TASK OBJECTIVE :: Write out all of the entries exactly as given.

[Dataset items]
◇ ◇ ◇ ◇ ◇ ◇ ◇

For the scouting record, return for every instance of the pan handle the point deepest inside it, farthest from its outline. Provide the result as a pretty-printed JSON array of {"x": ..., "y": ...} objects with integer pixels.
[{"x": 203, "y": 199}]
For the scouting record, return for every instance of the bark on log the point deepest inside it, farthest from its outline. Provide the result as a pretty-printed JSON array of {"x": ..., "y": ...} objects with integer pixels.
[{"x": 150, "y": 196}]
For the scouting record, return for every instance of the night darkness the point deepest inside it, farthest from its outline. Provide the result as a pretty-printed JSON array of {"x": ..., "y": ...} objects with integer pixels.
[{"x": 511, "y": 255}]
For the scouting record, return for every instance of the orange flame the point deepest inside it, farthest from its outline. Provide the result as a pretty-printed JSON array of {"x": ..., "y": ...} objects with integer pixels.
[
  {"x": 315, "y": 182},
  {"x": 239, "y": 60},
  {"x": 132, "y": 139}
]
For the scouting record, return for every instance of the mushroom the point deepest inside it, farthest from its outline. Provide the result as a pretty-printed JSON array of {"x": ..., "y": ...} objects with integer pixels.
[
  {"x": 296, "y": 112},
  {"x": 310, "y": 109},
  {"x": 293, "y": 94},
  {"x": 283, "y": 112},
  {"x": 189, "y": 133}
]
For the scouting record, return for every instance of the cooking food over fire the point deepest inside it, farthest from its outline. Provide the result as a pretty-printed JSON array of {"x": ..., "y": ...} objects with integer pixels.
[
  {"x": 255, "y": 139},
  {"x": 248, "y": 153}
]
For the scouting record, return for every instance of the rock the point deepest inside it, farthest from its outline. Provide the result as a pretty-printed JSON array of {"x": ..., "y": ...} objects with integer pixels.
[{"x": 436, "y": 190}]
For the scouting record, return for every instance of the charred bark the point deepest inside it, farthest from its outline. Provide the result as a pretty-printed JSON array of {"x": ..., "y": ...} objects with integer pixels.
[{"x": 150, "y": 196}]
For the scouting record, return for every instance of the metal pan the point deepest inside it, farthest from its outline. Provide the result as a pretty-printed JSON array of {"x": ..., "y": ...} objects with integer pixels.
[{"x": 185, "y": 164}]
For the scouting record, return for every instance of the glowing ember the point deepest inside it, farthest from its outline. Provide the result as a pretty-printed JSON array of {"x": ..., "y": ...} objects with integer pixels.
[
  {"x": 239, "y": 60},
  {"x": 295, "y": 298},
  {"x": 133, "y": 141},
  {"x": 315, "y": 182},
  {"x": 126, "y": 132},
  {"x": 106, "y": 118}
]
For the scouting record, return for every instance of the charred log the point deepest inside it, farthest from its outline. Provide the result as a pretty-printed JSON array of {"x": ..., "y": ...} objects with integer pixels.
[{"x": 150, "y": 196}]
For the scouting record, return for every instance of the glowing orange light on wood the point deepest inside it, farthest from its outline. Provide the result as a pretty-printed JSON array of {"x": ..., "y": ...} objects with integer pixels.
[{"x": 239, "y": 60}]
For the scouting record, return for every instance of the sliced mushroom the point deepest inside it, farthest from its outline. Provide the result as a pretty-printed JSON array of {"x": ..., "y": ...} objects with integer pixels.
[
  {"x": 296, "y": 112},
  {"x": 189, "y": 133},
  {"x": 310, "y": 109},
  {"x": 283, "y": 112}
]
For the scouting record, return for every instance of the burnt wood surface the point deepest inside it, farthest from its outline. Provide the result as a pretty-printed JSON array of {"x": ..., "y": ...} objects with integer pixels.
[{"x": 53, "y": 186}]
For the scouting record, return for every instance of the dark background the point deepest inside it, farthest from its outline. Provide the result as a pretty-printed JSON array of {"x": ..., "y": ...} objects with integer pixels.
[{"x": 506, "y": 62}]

◇ ◇ ◇ ◇ ◇ ◇ ◇

WRITTEN ANSWER ::
For the scouting record, return for every instance of the pan handle the point deepest inside it, farthest from its outline. Provide the result as a pretty-printed JSON array of {"x": ..., "y": ...} objects with integer pixels.
[{"x": 203, "y": 199}]
For the scouting record, return for every instance of the bark on log the point deepest inside it, farthest from its outline. Provide the result as a pretty-printed JSON array of {"x": ..., "y": ...} objects with integer pixels.
[{"x": 150, "y": 196}]
For the scouting record, return for every instance of the night darkness the point deepest inside it, farthest from its outline. Provide the result as a pretty-printed JSON array of {"x": ..., "y": ...} objects with integer pixels.
[{"x": 511, "y": 255}]
For the scouting record, return for every instance of the orange flame the point deepest inside it, farthest from its outline. Provide the result as a pretty-printed JSON array of {"x": ..., "y": ...} objects with integer pixels.
[
  {"x": 315, "y": 182},
  {"x": 239, "y": 60},
  {"x": 132, "y": 139}
]
For the scouting record, return for every instance of the mushroom the point deepest inside it, farthest from its outline. Provide the result as a pretty-printed JSON array of {"x": ..., "y": ...} objects with integer pixels.
[
  {"x": 296, "y": 112},
  {"x": 310, "y": 109},
  {"x": 293, "y": 94},
  {"x": 283, "y": 112},
  {"x": 189, "y": 133}
]
For the scouting record, return for every instance of the cooking food over fire the point deepest inside it, farthest from its outline. Provide the result as a pretty-printed JSON array of {"x": ..., "y": ...} objects with integer pixels.
[
  {"x": 255, "y": 139},
  {"x": 248, "y": 153}
]
For the scouting record, return for every instance of the rock the point deepest inside it, farthest from its outline. Provide the result as a pretty-printed JSON array of {"x": ..., "y": ...} objects with integer pixels.
[{"x": 436, "y": 190}]
For the scouting record, return for every instance of the charred bark the point deepest inside it, farthest from its outline. Provide the result as a pretty-printed JSON array of {"x": ..., "y": ...} objects with integer pixels.
[{"x": 150, "y": 196}]
For the scouting record, return for every instance of the metal pan the point deepest inside it, farthest from its outline. Provide the result as a pretty-printed JSON array of {"x": ..., "y": ...} objects with integer pixels.
[{"x": 185, "y": 164}]
For the scouting record, return for every instance of the glowing ember the point deepest inside it, farthest from its outline. Provide the result as a pretty-printed JSON array of {"x": ..., "y": ...} objects with integer pixels.
[
  {"x": 239, "y": 60},
  {"x": 295, "y": 298},
  {"x": 133, "y": 141},
  {"x": 315, "y": 182},
  {"x": 126, "y": 132},
  {"x": 106, "y": 118}
]
For the scouting record, return for every instance of the charred log the point deepest inside it, farthest from its outline. Provide the result as a pretty-printed JSON array of {"x": ..., "y": ...} objects with integer pixels.
[{"x": 150, "y": 196}]
For the scouting record, return for every instance of the glowing orange light on wood the point deepest inside it, farthest from its outline. Provide the result as a pretty-printed JSON array of {"x": ..., "y": ...} objects with integer pixels.
[{"x": 239, "y": 60}]
For the scouting record, return for every instance of the sliced mushroom the point deepest inside it, farthest from its outline. Provide the result as a pretty-printed JSON array of {"x": ..., "y": ...} objects with integer pixels.
[
  {"x": 296, "y": 112},
  {"x": 189, "y": 133},
  {"x": 310, "y": 109},
  {"x": 283, "y": 112}
]
For the scouting record, return for every instance of the burnt wood surface the point deepest inside it, farthest from its outline. Provide the result as a pretty-printed JSON array of {"x": ..., "y": ...} objects with integer pixels.
[{"x": 53, "y": 186}]
For the scouting record, return for every instance of the dark background the point deepest inside it, farthest from its outline. Provide the result as a pretty-printed JSON array of {"x": ..., "y": ...} objects with integer pixels.
[{"x": 506, "y": 62}]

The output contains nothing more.